(Written instruction):
Copy the listing from its first line through the line containing "pixel 640 49", both included, requests and all. Multiply each coordinate in the answers by 1.55 and round it to a whole number, rounding halves up.

(Data to process):
☆ ☆ ☆ ☆ ☆

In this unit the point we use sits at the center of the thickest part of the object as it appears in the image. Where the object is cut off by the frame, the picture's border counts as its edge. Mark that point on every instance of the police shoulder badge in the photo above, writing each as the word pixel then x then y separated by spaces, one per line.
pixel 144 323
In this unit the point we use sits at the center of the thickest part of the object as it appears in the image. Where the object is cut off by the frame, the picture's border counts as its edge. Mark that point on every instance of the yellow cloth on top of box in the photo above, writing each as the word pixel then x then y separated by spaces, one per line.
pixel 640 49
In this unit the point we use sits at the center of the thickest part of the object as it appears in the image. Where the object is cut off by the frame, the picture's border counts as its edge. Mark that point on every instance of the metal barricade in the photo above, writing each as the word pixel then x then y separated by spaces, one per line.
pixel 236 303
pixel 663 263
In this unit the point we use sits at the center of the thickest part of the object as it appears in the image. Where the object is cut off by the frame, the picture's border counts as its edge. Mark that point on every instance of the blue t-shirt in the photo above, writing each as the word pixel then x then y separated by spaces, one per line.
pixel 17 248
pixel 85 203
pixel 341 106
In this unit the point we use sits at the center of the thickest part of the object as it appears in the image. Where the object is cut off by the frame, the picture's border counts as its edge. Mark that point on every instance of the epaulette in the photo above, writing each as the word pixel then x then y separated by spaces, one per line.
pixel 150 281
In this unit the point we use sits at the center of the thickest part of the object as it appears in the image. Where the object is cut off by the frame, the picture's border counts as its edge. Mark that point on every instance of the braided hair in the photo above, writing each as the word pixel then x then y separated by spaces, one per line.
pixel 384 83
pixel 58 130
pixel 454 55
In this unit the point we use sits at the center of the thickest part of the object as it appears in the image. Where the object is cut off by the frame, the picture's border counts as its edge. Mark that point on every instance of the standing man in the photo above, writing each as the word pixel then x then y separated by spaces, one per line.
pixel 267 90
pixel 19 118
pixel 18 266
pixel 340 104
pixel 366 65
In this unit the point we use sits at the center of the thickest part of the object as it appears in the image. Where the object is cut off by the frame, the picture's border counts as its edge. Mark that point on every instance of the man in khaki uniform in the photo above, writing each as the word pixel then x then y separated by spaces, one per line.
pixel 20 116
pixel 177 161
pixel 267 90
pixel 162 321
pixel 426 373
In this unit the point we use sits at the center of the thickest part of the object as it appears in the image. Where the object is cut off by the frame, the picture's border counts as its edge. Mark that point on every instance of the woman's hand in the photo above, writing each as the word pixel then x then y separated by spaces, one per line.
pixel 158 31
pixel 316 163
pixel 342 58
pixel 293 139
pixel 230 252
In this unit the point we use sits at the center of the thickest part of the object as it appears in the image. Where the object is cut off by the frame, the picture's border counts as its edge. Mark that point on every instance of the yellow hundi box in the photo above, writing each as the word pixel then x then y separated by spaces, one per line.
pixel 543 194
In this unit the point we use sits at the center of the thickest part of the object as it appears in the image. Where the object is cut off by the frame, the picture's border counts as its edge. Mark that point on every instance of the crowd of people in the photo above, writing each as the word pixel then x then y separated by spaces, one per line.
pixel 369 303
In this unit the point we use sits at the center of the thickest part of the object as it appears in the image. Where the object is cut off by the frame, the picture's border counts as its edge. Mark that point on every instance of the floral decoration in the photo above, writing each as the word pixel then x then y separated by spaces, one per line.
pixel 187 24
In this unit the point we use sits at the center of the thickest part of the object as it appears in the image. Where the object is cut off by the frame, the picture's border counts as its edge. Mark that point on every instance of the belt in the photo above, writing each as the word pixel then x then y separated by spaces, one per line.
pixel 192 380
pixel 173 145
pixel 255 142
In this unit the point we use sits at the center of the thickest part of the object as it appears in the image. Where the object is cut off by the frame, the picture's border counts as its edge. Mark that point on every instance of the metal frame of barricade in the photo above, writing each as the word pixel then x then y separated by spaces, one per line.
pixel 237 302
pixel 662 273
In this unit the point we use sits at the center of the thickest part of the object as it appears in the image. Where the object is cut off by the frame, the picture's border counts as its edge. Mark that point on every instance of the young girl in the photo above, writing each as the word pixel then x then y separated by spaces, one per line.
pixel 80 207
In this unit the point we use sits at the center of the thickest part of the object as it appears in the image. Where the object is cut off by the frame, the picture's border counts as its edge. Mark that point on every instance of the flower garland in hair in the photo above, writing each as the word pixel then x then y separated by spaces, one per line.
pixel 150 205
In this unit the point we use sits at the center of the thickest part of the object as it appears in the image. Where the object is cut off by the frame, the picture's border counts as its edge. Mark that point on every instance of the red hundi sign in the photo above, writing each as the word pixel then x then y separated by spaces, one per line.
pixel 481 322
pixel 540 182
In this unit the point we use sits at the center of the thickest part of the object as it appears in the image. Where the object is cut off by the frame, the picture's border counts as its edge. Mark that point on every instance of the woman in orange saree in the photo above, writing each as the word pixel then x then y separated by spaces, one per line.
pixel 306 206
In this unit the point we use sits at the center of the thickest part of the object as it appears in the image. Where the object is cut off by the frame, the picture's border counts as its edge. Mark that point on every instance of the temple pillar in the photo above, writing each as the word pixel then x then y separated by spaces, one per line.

☆ ☆ ☆ ☆ ☆

(Worked solution):
In this unit the point we use sits at the center of the thickest part of the object as it appears in the image. Where the object is cut off by the frame, the picture's border counts as its edge. Mark that point on every instance of the police shoulder badge in the photo above, writing each as the word pixel then x then y separated by spaces, one per line.
pixel 223 501
In this unit the point we use sits at the center of the thickest part of the object as it appears in the image. Where the object is cut off by the frame, the picture's border counts as its edge. Mark that point on every instance of the yellow cloth on top of box in the photo above, writing each as the word pixel then x then y separated by spaces, one per line.
pixel 992 76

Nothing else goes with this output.